• 演習問題:
**a.** 提示本文によると、scott1091さんが「TOUGH&WASH」を1本だけ見つけることができたのはどこですか。
**b.** 提示本文において、scott1091さんが岐阜の某店に電話をした理由を、本文に基づいて一～三文で説明してください。
---------- 提示本文 ----------
Commented by wara0616 at 2017-01-22 23:42
TOMOさん 今晩は。
迅速なレポートありがとうございます。最近は地方でもカタログが出回るのが早くなって、現在”にらめっこ”中です。
でも、新製品で欲しい物は、そんなにありませんね。むしろカタログ落ちした物の方が恋しいという感じです。
そうそう、「TOUGH&WASHロッドケース SLIM RC-073I」、今年こそは買おうと思っていたんですが…残念です。
Commented by scott1091 at 2017-01-23 21:35
wara0616さん、こんばんは。
喪中にもかかわらず、新年のあいさつ申し訳ありません。
ご容赦頂ければ幸甚です。

中身のないインプレですが、雰囲気が伝われば何よりです。小物類は確実に、古いものの方が作りが良いのはフライ関連と同じ。最近は新製品が期待できないので、昨年は増水で川に入れなかったことがあったので、観光を兼ねて「身の上相談所」本店に初めて行きました。

「TOUGH&WASH」は岐阜の某店に2本あったという情報を受けて電話をしましたが、すでに売り切れ。この時点でもう諦めていましたが、富山の釣具店を巡っていたら1本だけ見つけることができました。他にもネットでポチッして、入荷未定の返事が多くて困っています。
---------- 抽出データ ----------
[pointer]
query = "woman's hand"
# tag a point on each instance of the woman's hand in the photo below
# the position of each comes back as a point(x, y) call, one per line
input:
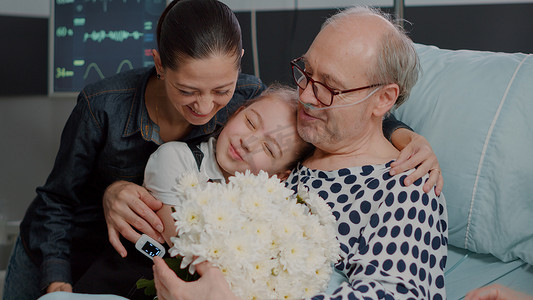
point(211, 285)
point(59, 287)
point(416, 152)
point(496, 292)
point(128, 205)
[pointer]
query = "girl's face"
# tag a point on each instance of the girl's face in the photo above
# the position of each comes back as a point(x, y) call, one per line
point(199, 88)
point(261, 136)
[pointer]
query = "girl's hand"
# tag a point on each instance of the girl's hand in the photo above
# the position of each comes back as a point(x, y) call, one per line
point(211, 285)
point(416, 152)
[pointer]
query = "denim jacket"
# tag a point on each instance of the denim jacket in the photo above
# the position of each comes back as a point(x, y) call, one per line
point(108, 137)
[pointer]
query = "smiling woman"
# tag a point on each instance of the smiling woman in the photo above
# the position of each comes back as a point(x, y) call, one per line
point(260, 136)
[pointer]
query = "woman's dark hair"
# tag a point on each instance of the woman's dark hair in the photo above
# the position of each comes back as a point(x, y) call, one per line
point(197, 29)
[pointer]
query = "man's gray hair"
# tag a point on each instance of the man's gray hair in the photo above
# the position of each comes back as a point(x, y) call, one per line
point(396, 60)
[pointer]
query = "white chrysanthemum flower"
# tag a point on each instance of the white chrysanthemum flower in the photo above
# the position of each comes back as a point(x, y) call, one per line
point(266, 244)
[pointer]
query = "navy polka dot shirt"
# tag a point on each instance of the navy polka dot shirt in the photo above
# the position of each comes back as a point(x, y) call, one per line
point(393, 238)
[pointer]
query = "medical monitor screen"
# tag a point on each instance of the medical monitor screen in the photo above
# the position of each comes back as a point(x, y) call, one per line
point(94, 39)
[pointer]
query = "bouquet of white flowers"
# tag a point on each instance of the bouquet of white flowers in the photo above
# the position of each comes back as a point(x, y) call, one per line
point(268, 242)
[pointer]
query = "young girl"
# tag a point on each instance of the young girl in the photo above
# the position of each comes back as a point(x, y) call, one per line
point(260, 136)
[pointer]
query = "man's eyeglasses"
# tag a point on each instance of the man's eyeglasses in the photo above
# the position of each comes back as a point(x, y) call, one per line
point(323, 93)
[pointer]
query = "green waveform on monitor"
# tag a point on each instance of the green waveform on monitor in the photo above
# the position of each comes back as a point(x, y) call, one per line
point(117, 36)
point(96, 68)
point(63, 73)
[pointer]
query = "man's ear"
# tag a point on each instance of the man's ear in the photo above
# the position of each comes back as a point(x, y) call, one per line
point(386, 99)
point(284, 174)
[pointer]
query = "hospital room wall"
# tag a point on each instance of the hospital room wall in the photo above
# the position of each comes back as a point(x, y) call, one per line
point(31, 121)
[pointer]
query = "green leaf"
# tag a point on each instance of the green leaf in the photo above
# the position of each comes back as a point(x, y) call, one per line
point(174, 264)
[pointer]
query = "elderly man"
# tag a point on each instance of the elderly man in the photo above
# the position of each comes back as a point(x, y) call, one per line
point(393, 237)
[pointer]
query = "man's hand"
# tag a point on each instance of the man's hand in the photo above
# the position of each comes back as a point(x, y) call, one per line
point(127, 205)
point(211, 285)
point(416, 152)
point(59, 287)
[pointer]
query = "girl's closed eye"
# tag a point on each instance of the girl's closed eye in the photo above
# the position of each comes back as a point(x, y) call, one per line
point(186, 93)
point(268, 150)
point(223, 93)
point(250, 123)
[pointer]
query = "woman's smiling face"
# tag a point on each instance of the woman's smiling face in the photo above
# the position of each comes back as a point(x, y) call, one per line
point(199, 88)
----------
• 解答一覧:
**a.** 富山の釣具店です。

**b.** 岐阜の某店に「TOUGH&WASH」が2本あったという情報を受けたためです。